Locate every line below that contains the string "cloud" and copy each one out. Case counts.

[Coordinate annotation records]

□ □ □ □ □ □ □

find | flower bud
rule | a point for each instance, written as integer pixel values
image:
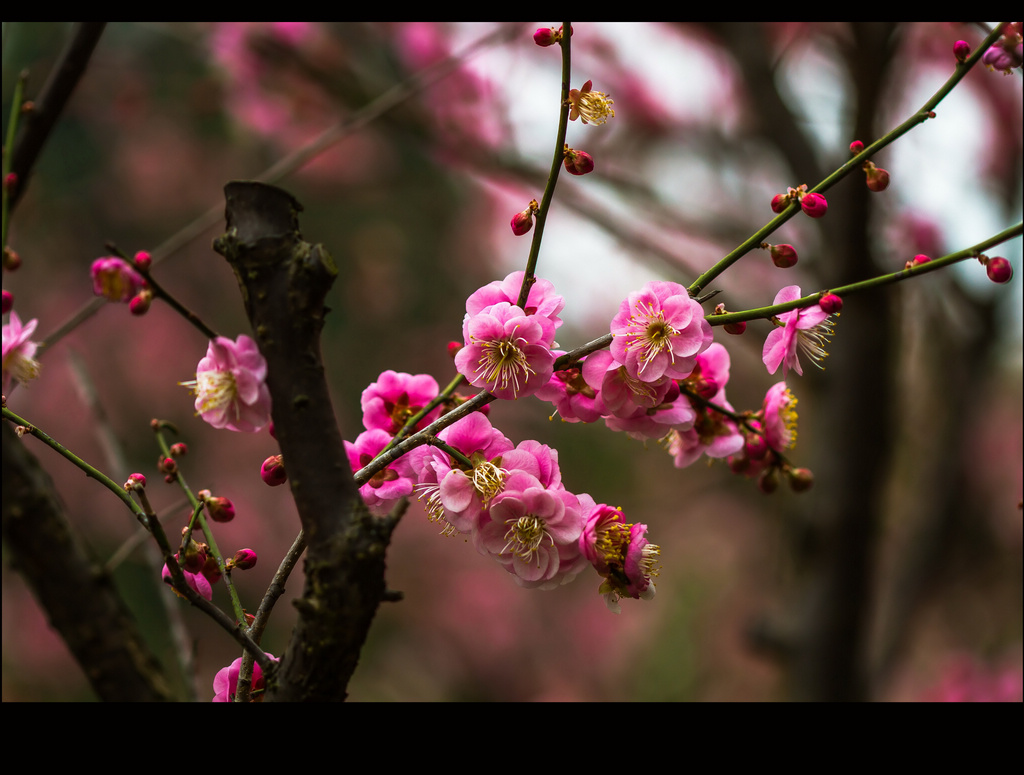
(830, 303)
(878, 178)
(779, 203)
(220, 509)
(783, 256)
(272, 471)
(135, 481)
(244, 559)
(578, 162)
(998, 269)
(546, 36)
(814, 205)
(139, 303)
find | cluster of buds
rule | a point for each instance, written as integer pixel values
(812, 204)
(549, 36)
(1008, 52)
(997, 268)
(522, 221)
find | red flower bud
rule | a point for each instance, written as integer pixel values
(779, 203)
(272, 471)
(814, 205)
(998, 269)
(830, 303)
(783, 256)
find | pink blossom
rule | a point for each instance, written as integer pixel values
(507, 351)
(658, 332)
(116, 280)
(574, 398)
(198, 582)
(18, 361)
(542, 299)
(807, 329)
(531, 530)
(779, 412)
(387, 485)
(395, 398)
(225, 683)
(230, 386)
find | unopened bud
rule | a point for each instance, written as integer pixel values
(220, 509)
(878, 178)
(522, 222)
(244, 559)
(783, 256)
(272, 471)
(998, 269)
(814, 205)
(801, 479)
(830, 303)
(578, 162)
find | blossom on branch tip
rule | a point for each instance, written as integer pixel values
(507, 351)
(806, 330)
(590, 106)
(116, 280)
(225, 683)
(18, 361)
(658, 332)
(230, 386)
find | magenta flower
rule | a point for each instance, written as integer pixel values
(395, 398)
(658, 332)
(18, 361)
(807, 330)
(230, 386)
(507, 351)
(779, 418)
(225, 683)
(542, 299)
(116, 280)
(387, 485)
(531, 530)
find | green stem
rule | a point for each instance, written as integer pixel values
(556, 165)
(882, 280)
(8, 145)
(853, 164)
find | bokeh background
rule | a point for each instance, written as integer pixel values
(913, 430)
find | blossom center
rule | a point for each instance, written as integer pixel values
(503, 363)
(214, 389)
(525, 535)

□ □ □ □ □ □ □

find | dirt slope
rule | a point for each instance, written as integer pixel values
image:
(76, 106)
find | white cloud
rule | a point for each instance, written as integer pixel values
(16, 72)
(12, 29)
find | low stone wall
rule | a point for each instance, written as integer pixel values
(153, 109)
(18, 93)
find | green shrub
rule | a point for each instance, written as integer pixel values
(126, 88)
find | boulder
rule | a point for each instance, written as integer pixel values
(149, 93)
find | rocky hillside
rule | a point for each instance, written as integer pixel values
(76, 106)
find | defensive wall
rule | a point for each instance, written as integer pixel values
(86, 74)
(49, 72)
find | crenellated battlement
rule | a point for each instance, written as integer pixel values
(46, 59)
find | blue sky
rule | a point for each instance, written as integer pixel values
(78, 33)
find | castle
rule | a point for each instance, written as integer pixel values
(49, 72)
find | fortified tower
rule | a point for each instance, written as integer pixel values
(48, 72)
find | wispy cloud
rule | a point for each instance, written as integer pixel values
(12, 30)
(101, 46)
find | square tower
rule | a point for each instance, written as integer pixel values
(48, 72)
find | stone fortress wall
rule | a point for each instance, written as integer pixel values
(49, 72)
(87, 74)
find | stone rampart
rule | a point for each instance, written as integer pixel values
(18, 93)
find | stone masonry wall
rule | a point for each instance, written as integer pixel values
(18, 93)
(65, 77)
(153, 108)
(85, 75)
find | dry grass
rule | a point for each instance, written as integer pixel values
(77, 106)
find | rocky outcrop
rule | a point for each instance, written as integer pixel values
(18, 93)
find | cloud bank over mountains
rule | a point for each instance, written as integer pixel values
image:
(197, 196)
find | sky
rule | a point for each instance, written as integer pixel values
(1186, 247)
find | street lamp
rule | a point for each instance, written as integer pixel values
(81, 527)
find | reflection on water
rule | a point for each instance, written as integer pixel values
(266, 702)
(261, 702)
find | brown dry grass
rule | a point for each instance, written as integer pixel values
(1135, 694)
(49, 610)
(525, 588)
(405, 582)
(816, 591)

□ □ □ □ □ □ □

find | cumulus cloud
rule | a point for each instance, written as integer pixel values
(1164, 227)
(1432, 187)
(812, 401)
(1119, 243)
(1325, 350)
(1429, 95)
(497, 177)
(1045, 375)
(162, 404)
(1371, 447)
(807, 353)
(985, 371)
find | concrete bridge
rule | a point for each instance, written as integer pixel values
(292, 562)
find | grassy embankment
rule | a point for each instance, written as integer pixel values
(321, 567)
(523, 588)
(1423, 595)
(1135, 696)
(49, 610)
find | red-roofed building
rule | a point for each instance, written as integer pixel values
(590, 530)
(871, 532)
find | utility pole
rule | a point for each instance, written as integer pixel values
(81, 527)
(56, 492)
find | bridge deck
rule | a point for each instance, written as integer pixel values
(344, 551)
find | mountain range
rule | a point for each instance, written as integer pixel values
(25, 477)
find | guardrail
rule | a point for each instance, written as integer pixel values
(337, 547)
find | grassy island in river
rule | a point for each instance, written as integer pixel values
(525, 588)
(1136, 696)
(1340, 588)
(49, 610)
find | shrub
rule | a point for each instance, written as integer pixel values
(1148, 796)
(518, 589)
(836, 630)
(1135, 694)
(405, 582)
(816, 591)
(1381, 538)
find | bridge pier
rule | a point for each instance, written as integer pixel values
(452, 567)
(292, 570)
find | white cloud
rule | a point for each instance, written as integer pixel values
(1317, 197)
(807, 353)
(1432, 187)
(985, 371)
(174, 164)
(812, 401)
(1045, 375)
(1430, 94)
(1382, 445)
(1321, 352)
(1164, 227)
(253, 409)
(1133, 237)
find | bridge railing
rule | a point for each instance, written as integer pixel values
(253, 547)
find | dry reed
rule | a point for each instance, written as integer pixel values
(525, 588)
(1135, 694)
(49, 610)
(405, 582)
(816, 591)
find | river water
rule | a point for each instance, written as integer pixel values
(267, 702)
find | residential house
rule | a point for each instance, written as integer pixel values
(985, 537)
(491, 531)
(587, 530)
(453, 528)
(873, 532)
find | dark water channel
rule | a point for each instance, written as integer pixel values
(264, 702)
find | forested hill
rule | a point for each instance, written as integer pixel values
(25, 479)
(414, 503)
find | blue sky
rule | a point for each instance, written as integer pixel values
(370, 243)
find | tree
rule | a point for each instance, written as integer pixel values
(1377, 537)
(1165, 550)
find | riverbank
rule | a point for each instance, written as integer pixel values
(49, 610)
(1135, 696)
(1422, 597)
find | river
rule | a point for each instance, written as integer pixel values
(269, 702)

□ □ □ □ □ □ □

Response to this task ▸
find | white cloud
find | wispy cloud
find | cloud bank over mountains
find | cumulus cloud
find | white cloud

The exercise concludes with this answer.